• _Trecho do documento_
——————————
Desafios que fazem com que a capacidade intervencionista do
médico seja posta a prova, respeitando os princípios éticos e igualitários que
devem ser dirigidos a todo ser humano. Vi-me em uma situação adversa para a
reflexão do meu futuro como médico, pois, a medicina para mim é a arte da
intervenção seja: terapêutica, cirúrgica, preventiva e/ou paliativa, etc. Um
senhor de 64 anos, tratado pelo médico da UBSF, inicialmente com suspeita de
pneumonia realizou o tratamento, porém sem sucesso passou a se questionar de
neoplasia pulmonar na qual necessitaria de uma fibrobroncoscopia para confirmar
o diagnostico e conduta. Entretanto, o paciente não queria realizar o exame
mesmo estando que os sinais e sintomas, dia após dias, estivessem mais
sugestivos de neoplasia, além de que ele não explicava o motivo. Não se abria
nem ao menos com os familiares, é como se ele já esperasse pelo pior e não quisesse
confirmar porque já se conformara com a morte. Sei que nesse período, havia
pouco mais de um ano, por mais uma vez o médico conversou com ele e solicitou
novamente os exames. Porém, ainda sim ele não respondeu se iria realizar os
exames para direcionar as próximas decisões, confesso que me senti desafiado e
vi no semblante do médico a sensação da perda de uma vida para algo, até então,
sem explicação por parte do paciente.
Outra situação me chamou bastante a atenção foi a de um
senhor de 75 anos que, foi diagnosticado com neoplasia maligna de bexiga.
——————————
• _Trechos dos registros_
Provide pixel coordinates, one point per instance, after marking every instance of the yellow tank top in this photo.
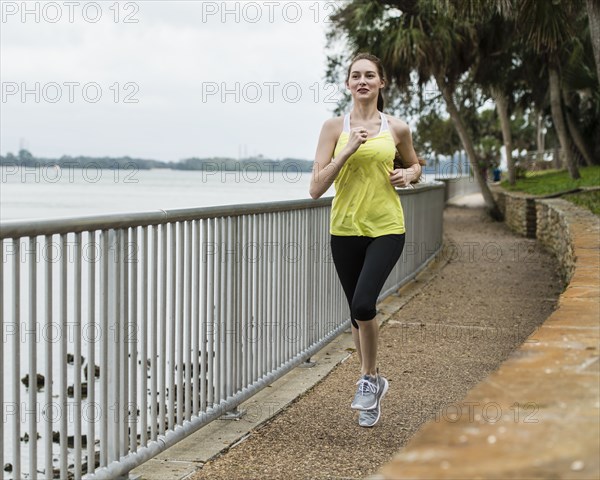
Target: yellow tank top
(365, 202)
——————————
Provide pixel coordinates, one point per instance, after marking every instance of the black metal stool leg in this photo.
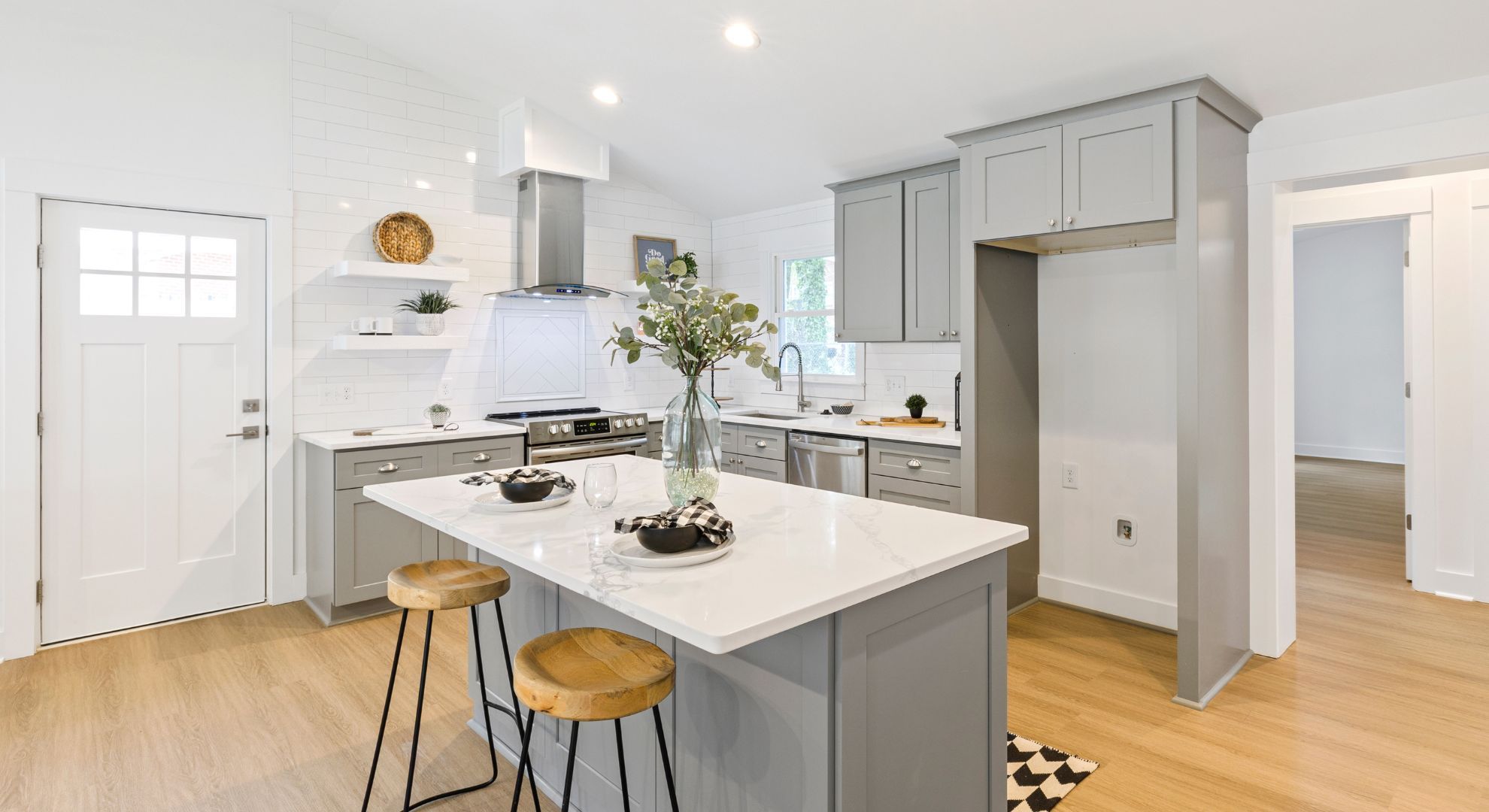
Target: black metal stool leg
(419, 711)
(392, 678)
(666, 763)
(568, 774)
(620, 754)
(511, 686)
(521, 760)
——————————
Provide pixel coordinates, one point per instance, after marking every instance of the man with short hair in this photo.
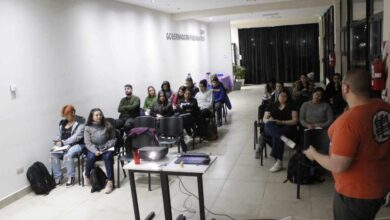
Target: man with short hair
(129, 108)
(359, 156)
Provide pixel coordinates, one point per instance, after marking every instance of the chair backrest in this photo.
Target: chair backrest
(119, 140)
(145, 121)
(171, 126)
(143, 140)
——————————
• _Objetivo do exercício_
Prossiga o relato sobre os desafios éticos da intervenção médica a partir da última frase apresentada, mantendo o mesmo tom reflexivo.

• _Resposta da tarefa_
Inicialmente, entre descoberta e tratamento, ele exigiu que os seus exames e
outros profissionais envolvidos fossem indicados pelo sistema particular, pois
o público demorava demais. No inicio até que ele conseguiu, porém com as
recorrências que são características no ca de bexiga o financeiro dele começou
a se esvair, de modo que não estava conseguindo acompanhamento com os outros
profissionais. Ao retornar a UBSF com mais consciência e ajustes em relação a este
paciente, hoje ele se encontra acompanhado por: uma oncologista, um urologista
e o médico MFC, todos da parte pública do sistema saúde, além dos exames.
Conversando com ele percebi a sua satisfação pelo atendimento que hoje ele tem,
sendo o centro de todo o seu processo de diagnóstico, tratamento e
acompanhamento a MFC.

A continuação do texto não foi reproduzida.